Provided text:
━━━━━━━━━━━━━━━━━━━━
I may be way off (and if so by all means tell me), but wouldn’t a more telling measure be the sum of the RMIs for each base relative to league average at that base? I realize this is meant to be a simple measure and that over the course of a season’s opportunities it’s likely to be mostly a wash. I just can’t shake the idea that if you have a hitter who hits only singles (BA 1.000) but always has only a runner on third and a hitter who hits only doubles (BA 1.000) but always has only a runner on first, the singles hitter is guaranteed to have an RMI equal or greater than that of the doubles hitter. It seems the OBP of teammates is being factored out, but the positioning of teammates which can be affected by their SB and XBH abilities is not.

Jefferson
10 years ago

What would the RMI be if a runner is at 3rd with one out and the batter hits a sac fly? I’m guessing 1.000? Even though the player didn’t get a hit.

Jay
10 years ago

Great article and stat. Who created it?

mlstarrmember
10 years ago

Do you have a spreadsheet with number of times each player has had a runner on first, second, and third instead of the total potential bases, or would that take some mining?

rob
10 years ago

It’s amazing on which pace Joey Votto was in his 2012 season. Would’ve been a historic one if he stayed healthy.

Jay
10 years ago

How did you get the numbers for each player? Did you have to watch each AB?

Neil Weinbergmember
10 years ago

This is good. I have the same comments about baserunner speed and certain advances being easier than others, but appreciate the simplicity for now. Also worth pointing out you should probably base the conversion to RBI based on games played or PA. RBI are dependent on your team getting on base for you and you want to strip that away, but Cabrera played 13 more games than Hamilton so he has actually earned some extra RBI chances simply by being healthy.

jcxy
10 years ago

@kruser- thanks for the response. While I applaud your goal of simplicity, I feel that baserunner speed is a worthwhile factor to further consider–if only for completeness sake. We certainly wouldn’t be shocked if it turns out that the sum difference is on the magnitude of fractional, right?
━━━━━━━━━━━━━━━━━━━━
Requirement 1: According to the comment thread, how many more games did Cabrera play than Hamilton?
Requirement 2: Reproduce the source rows from their beginning through the line containing "positive clicks: (405, 564)", inclusive, without the picture.

Source records
━━━━━━━━━━━━━━━━━━━━
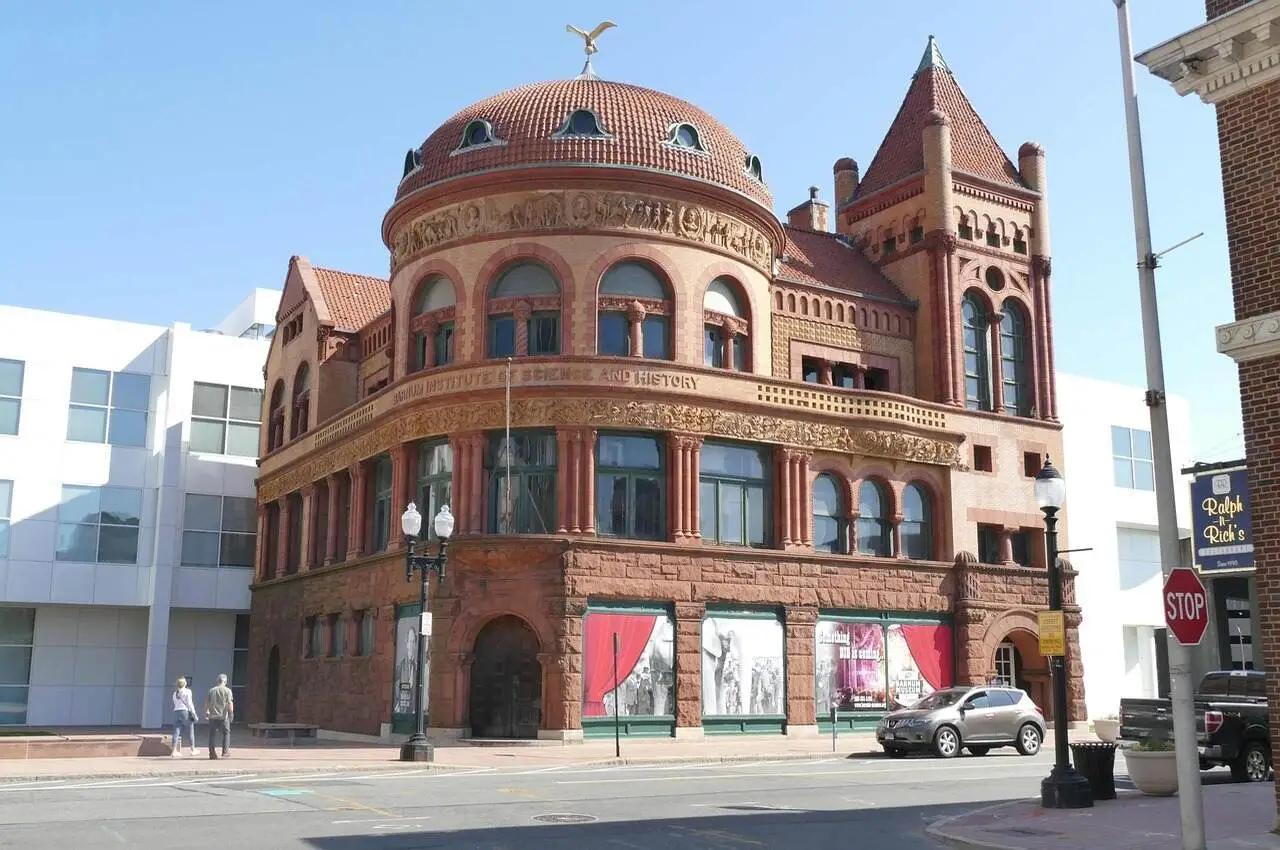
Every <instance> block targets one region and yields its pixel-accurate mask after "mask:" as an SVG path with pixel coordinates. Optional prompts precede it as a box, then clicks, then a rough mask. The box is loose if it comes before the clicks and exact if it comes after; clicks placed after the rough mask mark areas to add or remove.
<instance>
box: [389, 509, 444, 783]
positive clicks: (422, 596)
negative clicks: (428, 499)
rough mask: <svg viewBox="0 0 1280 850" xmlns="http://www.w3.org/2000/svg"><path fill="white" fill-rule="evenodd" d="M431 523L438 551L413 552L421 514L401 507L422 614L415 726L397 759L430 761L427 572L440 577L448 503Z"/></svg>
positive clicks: (405, 564)
mask: <svg viewBox="0 0 1280 850" xmlns="http://www.w3.org/2000/svg"><path fill="white" fill-rule="evenodd" d="M431 527H433V529H434V531H435V536H436V538H439V540H440V550H439V553H436V554H435V556H429V554H415V553H413V548H415V547H416V545H417V543H419V535H420V534H421V531H422V515H421V513H419V512H417V506H416V504H413V503H412V502H410V503H408V507H407V508H404V513H403V516H401V530H403V531H404V580H406V581H412V580H413V571H415V570H416V571H417V573H419V577H420V579H421V582H420V585H419V594H417V602H419V605H420V611H421V612H422V616H421V622H420V625H419V630H417V666H416V667H415V670H416V671H417V675H416V676H415V678H416V680H417V681H416V685H415V687H413V714H415V717H416V727H415V731H413V735H412V736H410V739H408V741H406V742H404V745H403V746H402V748H401V762H430V760H431V759H433V758H434V757H435V754H434V753H433V751H431V741H430V740H428V737H426V730H425V728H424V719H425V718H424V714H425V713H426V712H425V709H426V705H425V703H426V700H425V694H426V641H428V640H430V639H431V629H430V622H431V614H430V608H429V604H430V598H431V594H430V585H431V573H435V575H436V576H439V580H440V581H444V559H445V552H447V549H448V545H449V535H452V534H453V515H452V513H451V512H449V506H448V504H445V506H442V507H440V512H439V513H436V515H435V518H434V520H433V521H431Z"/></svg>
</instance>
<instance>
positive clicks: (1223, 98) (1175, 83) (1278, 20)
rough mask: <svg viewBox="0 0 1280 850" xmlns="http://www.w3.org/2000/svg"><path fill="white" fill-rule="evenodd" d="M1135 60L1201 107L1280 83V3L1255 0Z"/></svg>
mask: <svg viewBox="0 0 1280 850" xmlns="http://www.w3.org/2000/svg"><path fill="white" fill-rule="evenodd" d="M1135 59H1137V61H1139V63H1142V64H1143V65H1146V67H1147V69H1148V70H1151V73H1153V74H1155V76H1157V77H1160V78H1161V79H1165V81H1167V82H1169V83H1170V84H1172V87H1174V91H1176V92H1178V93H1179V95H1189V93H1190V92H1196V93H1197V95H1199V99H1201V100H1202V101H1204V102H1206V104H1219V102H1221V101H1224V100H1228V99H1229V97H1234V96H1236V95H1240V93H1244V92H1247V91H1249V90H1251V88H1257V87H1258V86H1263V84H1266V83H1268V82H1272V81H1275V79H1280V0H1254V1H1253V3H1251V4H1247V5H1244V6H1240V8H1239V9H1236V10H1234V12H1229V13H1228V14H1225V15H1221V17H1219V18H1215V19H1212V20H1210V22H1207V23H1204V24H1202V26H1199V27H1196V28H1194V29H1192V31H1189V32H1184V33H1183V35H1180V36H1178V37H1176V38H1171V40H1170V41H1166V42H1165V44H1162V45H1157V46H1156V47H1152V49H1151V50H1147V51H1146V52H1142V54H1138V56H1135Z"/></svg>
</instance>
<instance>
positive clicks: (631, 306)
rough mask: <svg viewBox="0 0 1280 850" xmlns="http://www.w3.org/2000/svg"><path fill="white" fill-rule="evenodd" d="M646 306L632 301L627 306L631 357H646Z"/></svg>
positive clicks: (634, 301) (627, 321)
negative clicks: (644, 324) (645, 308)
mask: <svg viewBox="0 0 1280 850" xmlns="http://www.w3.org/2000/svg"><path fill="white" fill-rule="evenodd" d="M646 312H648V311H646V310H645V309H644V305H643V303H640V302H639V301H632V302H631V303H630V305H628V306H627V323H628V330H630V333H631V356H632V357H644V325H643V323H644V317H645V315H646Z"/></svg>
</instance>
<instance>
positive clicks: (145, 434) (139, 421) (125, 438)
mask: <svg viewBox="0 0 1280 850" xmlns="http://www.w3.org/2000/svg"><path fill="white" fill-rule="evenodd" d="M108 442H109V443H110V444H111V445H146V444H147V415H146V413H145V412H140V411H132V410H115V408H111V426H110V430H109V433H108Z"/></svg>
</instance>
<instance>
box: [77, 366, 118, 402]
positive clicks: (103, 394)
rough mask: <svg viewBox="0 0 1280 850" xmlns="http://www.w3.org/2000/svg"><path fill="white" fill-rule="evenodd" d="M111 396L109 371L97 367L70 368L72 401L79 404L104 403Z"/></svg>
mask: <svg viewBox="0 0 1280 850" xmlns="http://www.w3.org/2000/svg"><path fill="white" fill-rule="evenodd" d="M110 396H111V373H106V371H99V370H97V369H73V370H72V401H73V402H78V403H81V405H102V406H105V405H106V401H108V398H110Z"/></svg>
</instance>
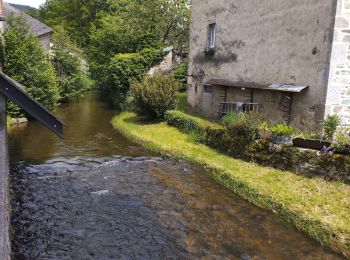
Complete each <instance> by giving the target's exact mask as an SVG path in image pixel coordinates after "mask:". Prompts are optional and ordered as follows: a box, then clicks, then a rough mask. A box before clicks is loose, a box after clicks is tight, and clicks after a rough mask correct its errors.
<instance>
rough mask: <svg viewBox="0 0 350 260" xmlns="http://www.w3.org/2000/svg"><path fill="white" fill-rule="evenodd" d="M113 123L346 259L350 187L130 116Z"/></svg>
━━━━━━━━━━━━━━━━━━━━
Task output 1: Cabrera played 13 more games than Hamilton.

Task output 2:
Every <instance> block targets one region and yields its pixel-accurate mask after "mask:" as an SVG path with pixel coordinates. Optional prompts precede it as a box, then clicks, then a rough mask. The box is loose if it comes before the clicks and exact if it comes after; clicks placed after the rough mask mark areas to add or remove.
<instance>
box: [389, 509, 444, 783]
positive clicks: (422, 596)
negative clicks: (428, 499)
rough mask: <svg viewBox="0 0 1280 850" xmlns="http://www.w3.org/2000/svg"><path fill="white" fill-rule="evenodd" d="M431 523L438 551L413 552L421 514L401 507L422 614L415 726L397 759L430 761L427 572L440 577L448 503Z"/></svg>
positive clicks: (405, 564)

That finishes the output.